What is needed: Could you print exactly the lines from the one that contains "In this picture, where can the blue" to the end of the data, both ends included, and nothing else? Skip the pictures.

☆ ☆ ☆ ☆ ☆

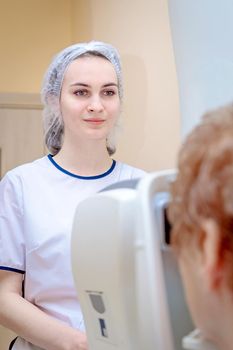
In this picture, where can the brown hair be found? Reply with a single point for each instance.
(204, 185)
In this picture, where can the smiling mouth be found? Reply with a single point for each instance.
(94, 121)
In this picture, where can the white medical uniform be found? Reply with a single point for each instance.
(37, 205)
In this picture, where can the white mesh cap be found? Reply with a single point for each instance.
(52, 84)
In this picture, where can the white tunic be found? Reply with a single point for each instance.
(37, 205)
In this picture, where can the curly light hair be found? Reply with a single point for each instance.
(204, 185)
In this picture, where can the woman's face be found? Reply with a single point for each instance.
(90, 103)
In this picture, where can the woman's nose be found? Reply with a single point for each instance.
(95, 105)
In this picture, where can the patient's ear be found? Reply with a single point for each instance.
(212, 261)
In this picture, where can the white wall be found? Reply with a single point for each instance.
(202, 32)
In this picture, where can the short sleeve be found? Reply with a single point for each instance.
(12, 245)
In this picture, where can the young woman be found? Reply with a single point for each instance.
(82, 95)
(201, 214)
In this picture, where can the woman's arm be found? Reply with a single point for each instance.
(32, 324)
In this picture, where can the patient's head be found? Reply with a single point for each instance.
(201, 214)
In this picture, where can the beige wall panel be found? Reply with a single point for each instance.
(140, 30)
(31, 32)
(21, 132)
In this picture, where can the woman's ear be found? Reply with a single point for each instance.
(212, 255)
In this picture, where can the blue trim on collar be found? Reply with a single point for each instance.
(11, 269)
(50, 157)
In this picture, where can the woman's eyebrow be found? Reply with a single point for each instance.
(87, 85)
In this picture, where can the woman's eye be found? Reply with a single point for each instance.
(109, 92)
(81, 92)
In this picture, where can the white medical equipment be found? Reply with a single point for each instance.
(126, 275)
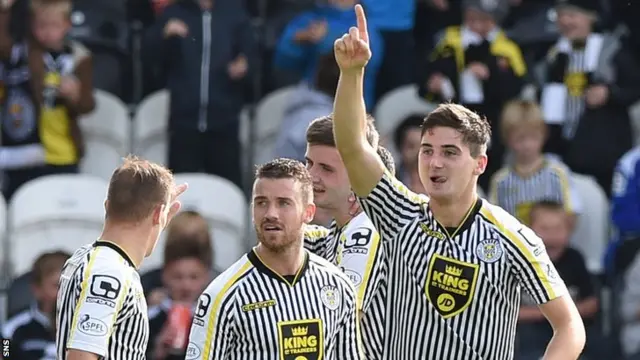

☆ ☆ ☆ ☆ ☆

Result:
In this picture, where can the blue trim on collar be found? Reply with a single point for each instance.
(11, 269)
(50, 157)
In this picture, where can the woman's eyebrow be found? Reply with a single point for each instance.
(87, 85)
In this picture, where can the woman's eye be found? Reply with a single point for each instance.
(109, 92)
(81, 92)
In this picture, where can the white medical equipment be found? Reply with a single point for each instance.
(126, 275)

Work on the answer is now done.